**Written instruction**
Output the data exactly, with every line intact.

**Data extract**
※

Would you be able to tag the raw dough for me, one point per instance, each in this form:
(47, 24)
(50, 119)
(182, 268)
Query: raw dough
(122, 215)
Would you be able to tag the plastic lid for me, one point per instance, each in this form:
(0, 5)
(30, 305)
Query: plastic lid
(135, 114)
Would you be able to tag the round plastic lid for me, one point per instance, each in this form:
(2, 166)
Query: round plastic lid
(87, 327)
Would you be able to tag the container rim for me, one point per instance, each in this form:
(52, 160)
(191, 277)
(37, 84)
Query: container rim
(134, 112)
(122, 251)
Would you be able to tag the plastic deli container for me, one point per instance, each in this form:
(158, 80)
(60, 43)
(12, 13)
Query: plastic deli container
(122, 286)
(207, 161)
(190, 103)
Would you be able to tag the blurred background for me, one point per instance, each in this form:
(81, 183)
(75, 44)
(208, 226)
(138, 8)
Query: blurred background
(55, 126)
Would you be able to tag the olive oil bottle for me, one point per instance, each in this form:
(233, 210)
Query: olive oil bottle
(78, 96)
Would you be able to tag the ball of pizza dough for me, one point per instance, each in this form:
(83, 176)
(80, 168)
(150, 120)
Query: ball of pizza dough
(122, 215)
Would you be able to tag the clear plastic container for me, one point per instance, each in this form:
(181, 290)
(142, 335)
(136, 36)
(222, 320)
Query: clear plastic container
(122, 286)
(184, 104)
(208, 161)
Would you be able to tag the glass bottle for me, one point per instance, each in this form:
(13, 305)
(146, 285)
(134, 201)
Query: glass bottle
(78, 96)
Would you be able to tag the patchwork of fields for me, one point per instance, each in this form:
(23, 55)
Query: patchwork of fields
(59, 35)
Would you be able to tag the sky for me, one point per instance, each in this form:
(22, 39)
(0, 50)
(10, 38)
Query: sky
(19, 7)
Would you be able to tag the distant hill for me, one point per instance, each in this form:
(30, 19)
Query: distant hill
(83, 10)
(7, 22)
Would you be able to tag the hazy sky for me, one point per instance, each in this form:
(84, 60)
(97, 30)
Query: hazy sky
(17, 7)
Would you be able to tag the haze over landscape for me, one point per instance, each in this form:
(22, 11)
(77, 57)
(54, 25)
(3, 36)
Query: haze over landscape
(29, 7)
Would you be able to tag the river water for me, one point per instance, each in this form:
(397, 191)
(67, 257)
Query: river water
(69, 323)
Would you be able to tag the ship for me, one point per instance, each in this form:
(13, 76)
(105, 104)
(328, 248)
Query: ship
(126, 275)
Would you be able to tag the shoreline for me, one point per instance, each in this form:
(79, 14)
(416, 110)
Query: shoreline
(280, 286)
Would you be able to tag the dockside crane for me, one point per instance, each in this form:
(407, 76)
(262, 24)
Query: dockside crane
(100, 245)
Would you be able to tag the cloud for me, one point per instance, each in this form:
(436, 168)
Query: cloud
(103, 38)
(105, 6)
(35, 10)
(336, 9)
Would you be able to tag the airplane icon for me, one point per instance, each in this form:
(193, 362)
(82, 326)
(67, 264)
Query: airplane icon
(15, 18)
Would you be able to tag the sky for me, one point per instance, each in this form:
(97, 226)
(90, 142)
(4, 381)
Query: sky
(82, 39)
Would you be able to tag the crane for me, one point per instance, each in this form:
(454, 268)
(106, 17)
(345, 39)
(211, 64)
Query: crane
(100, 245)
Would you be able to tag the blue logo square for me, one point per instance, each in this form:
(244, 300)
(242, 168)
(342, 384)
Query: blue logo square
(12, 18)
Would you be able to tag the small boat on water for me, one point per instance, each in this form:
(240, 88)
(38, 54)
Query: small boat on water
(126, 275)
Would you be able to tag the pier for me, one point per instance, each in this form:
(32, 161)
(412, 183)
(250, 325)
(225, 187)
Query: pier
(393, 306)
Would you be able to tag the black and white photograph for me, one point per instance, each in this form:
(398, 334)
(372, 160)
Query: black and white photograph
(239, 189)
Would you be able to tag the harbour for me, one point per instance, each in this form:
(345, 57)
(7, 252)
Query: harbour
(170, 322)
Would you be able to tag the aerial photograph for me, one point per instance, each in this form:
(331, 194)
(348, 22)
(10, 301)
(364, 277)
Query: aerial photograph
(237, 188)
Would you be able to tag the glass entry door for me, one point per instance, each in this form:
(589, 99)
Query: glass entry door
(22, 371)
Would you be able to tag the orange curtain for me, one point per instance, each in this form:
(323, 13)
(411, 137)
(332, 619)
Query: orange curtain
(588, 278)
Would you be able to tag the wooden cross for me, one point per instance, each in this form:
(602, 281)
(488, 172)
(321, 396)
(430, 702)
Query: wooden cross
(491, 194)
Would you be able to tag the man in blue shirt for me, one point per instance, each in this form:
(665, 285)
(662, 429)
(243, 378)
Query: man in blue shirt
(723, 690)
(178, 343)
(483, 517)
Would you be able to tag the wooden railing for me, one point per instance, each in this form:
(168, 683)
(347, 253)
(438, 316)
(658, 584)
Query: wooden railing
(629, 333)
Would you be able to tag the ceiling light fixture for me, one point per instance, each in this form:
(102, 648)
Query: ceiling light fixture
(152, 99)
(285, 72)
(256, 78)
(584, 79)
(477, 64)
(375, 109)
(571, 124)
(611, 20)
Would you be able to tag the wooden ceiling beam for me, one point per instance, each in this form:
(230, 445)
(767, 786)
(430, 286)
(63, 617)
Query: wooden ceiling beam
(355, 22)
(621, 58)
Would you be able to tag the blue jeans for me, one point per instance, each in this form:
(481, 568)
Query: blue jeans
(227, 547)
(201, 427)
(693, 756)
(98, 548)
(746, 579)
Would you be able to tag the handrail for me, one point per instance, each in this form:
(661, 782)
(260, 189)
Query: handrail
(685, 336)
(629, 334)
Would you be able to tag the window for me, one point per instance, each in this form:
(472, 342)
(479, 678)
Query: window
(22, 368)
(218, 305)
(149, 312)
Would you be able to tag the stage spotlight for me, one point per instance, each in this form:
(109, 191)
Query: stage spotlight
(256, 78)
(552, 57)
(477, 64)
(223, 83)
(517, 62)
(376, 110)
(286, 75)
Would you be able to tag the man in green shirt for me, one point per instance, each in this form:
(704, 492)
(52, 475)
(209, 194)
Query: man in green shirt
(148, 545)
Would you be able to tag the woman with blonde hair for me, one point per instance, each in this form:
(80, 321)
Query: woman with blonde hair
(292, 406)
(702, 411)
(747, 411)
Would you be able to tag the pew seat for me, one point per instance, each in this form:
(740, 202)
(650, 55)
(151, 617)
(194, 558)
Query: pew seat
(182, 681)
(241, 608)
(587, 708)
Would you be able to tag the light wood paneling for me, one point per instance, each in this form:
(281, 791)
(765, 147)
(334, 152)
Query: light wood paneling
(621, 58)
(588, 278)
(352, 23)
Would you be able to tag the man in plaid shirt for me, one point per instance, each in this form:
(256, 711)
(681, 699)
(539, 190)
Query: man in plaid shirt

※

**Solved problem**
Would you be able to tag the raw dough for me, one point per instance, each in this form:
(47, 24)
(50, 119)
(182, 268)
Query: raw dough
(122, 215)
Would you be able to tag the plastic lid for me, one point per instance, each in this form:
(0, 5)
(30, 305)
Query: plastic lid
(135, 114)
Would you be able to tag the round plastic lid for me, one point per instance, each in this form:
(2, 166)
Query: round plastic lid
(87, 327)
Would you be able to tag the container rim for me, one point per instance, each in this form:
(52, 160)
(191, 277)
(37, 84)
Query: container rim
(134, 112)
(122, 251)
Would you be able to tag the plastic deli container for me, one point per instance, each in this form:
(158, 80)
(60, 43)
(12, 13)
Query: plastic deli container
(122, 286)
(207, 161)
(190, 103)
Would you be able to tag the blurred background for me, one point per instance, each in this form:
(81, 183)
(75, 44)
(208, 226)
(138, 8)
Query: blurred background
(55, 126)
Would you be able to tag the olive oil bottle for me, one point per instance, each in this form:
(233, 210)
Query: olive oil bottle
(78, 96)
Would you be able to tag the ball of pizza dough for me, one point per instance, each in this form:
(83, 176)
(80, 168)
(150, 120)
Query: ball of pizza dough
(122, 215)
Would you be able to tag the clear plastic container for me, one point per instance, each in this form:
(181, 290)
(142, 335)
(136, 36)
(222, 320)
Query: clear plastic container
(122, 286)
(184, 104)
(208, 161)
Would you be able to tag the glass bottle for me, one point per instance, each in this form:
(13, 305)
(146, 285)
(134, 201)
Query: glass bottle
(78, 96)
Would you be able to tag the patchwork of fields for me, one point per instance, each in this form:
(23, 55)
Query: patchwork of fields
(59, 35)
Would you be able to tag the sky for me, one point per instance, each in this form:
(22, 39)
(0, 50)
(10, 38)
Query: sky
(19, 7)
Would you be able to tag the distant hill for me, one point per instance, each in this form:
(30, 19)
Query: distant hill
(83, 10)
(7, 22)
Would you be able to tag the hazy sky for me, one point per instance, each in this form:
(84, 60)
(97, 30)
Query: hazy sky
(17, 7)
Would you be able to tag the haze over landscape for me, one point per instance, each in this form:
(22, 11)
(77, 57)
(54, 25)
(3, 36)
Query: haze over landscape
(29, 7)
Would you be able to tag the river water for me, one point per instance, each in this form:
(397, 191)
(67, 257)
Query: river water
(69, 323)
Would you be able to tag the ship for me, one point per instance, each in this form:
(13, 76)
(105, 104)
(328, 248)
Query: ship
(126, 275)
Would you be able to tag the shoreline for me, one point per instance, each in this form:
(79, 14)
(416, 110)
Query: shoreline
(280, 286)
Would you be able to tag the dockside crane for me, one point per instance, each in this form:
(407, 76)
(262, 24)
Query: dockside crane
(100, 245)
Would you be able to tag the cloud for me, one point per instance, each in this form:
(436, 168)
Query: cloud
(103, 38)
(105, 6)
(35, 10)
(336, 9)
Would you be able to tag the airplane icon for me, one point per instance, each in this form:
(193, 362)
(82, 326)
(67, 264)
Query: airplane icon
(15, 18)
Would you be able to tag the sky for me, one point per instance, each in this form:
(97, 226)
(90, 142)
(4, 381)
Query: sky
(82, 39)
Would you be able to tag the crane for me, one point per instance, each in this form:
(454, 268)
(106, 17)
(345, 39)
(211, 64)
Query: crane
(100, 245)
Would you be able to tag the blue logo square for me, one point per instance, each in this form:
(244, 300)
(242, 168)
(342, 384)
Query: blue logo square
(12, 18)
Would you be able to tag the small boat on water for me, one point per instance, each in this form:
(240, 88)
(38, 54)
Query: small boat on water
(126, 275)
Would you be able to tag the pier for me, one point per instance, each in this form:
(32, 161)
(412, 183)
(250, 325)
(225, 187)
Query: pier
(393, 306)
Would you be able to tag the black and white photograph for me, one point per instance, each in this form:
(398, 334)
(372, 160)
Query: black and white photograph
(239, 189)
Would you be able to tag the harbour for me, one point per instance, each in this form:
(345, 57)
(7, 252)
Query: harbour
(170, 322)
Would you be able to tag the aerial photograph for me, one point per instance, each in this form:
(331, 194)
(348, 22)
(10, 301)
(364, 277)
Query: aerial photograph
(237, 188)
Would you be able to tag the glass entry door for me, one point per instance, each in this form:
(589, 99)
Query: glass entry door
(22, 371)
Would you be able to tag the orange curtain for me, one point per instance, each in this form:
(323, 13)
(411, 137)
(332, 619)
Query: orange curtain
(588, 278)
Would you be able to tag the wooden cross for me, one point per instance, each in this form:
(602, 281)
(488, 172)
(321, 396)
(430, 702)
Query: wooden cross
(491, 194)
Would you be able to tag the man in blue shirt for me, one point per instance, each in this form:
(665, 285)
(662, 429)
(243, 378)
Query: man in blue shirt
(723, 690)
(178, 343)
(483, 517)
Would you be able to tag the wooden railing for me, one point per instance, each in this form:
(168, 683)
(347, 253)
(438, 316)
(658, 584)
Query: wooden railing
(629, 333)
Would you be able to tag the ceiling light fixture for me, one point per instance, each in this form:
(102, 648)
Query: ceiling light fixture
(152, 99)
(285, 72)
(256, 78)
(584, 79)
(477, 64)
(375, 109)
(571, 124)
(611, 20)
Would you be able to tag the wooden ceiling beam for me, one point per instance, each in this form:
(230, 445)
(767, 786)
(430, 286)
(63, 617)
Query: wooden ceiling beam
(355, 22)
(621, 58)
Would you be able to tag the blue jeans for me, one point per instance, each in this form:
(481, 568)
Query: blue jeans
(227, 547)
(201, 427)
(693, 756)
(98, 548)
(746, 579)
Would you be able to tag the handrail for me, one point per instance, each in this form:
(661, 782)
(260, 189)
Query: handrail
(685, 336)
(629, 334)
Would you be able to tag the window for me, one point per instance, each in this form:
(472, 342)
(479, 678)
Query: window
(22, 368)
(218, 305)
(149, 312)
Would you be able to tag the stage spotlight for me, one point per instance, each in this form:
(109, 191)
Query: stage spotlight
(256, 78)
(552, 57)
(477, 64)
(223, 83)
(517, 62)
(376, 110)
(286, 75)
Would you be able to tag the man in green shirt for me, one point per instance, each in this form:
(704, 492)
(52, 475)
(209, 194)
Query: man in green shirt
(148, 545)
Would you be able to tag the woman with blonde hair for me, one point per instance, each in this form:
(80, 321)
Query: woman with blonde hair
(292, 406)
(702, 411)
(747, 411)
Would you be able to tag the pew seat for me, one point per instance, each in this form:
(740, 202)
(650, 55)
(151, 617)
(194, 558)
Query: pew seat
(182, 681)
(241, 608)
(587, 708)
Would you be able to tag the light wood paneling for me, one point per instance, each in this form:
(281, 791)
(765, 147)
(334, 152)
Query: light wood paneling
(621, 58)
(588, 278)
(352, 23)
Would you be able to tag the man in plaid shirt for me, one point per instance, each in this form:
(256, 711)
(681, 699)
(539, 190)
Query: man in plaid shirt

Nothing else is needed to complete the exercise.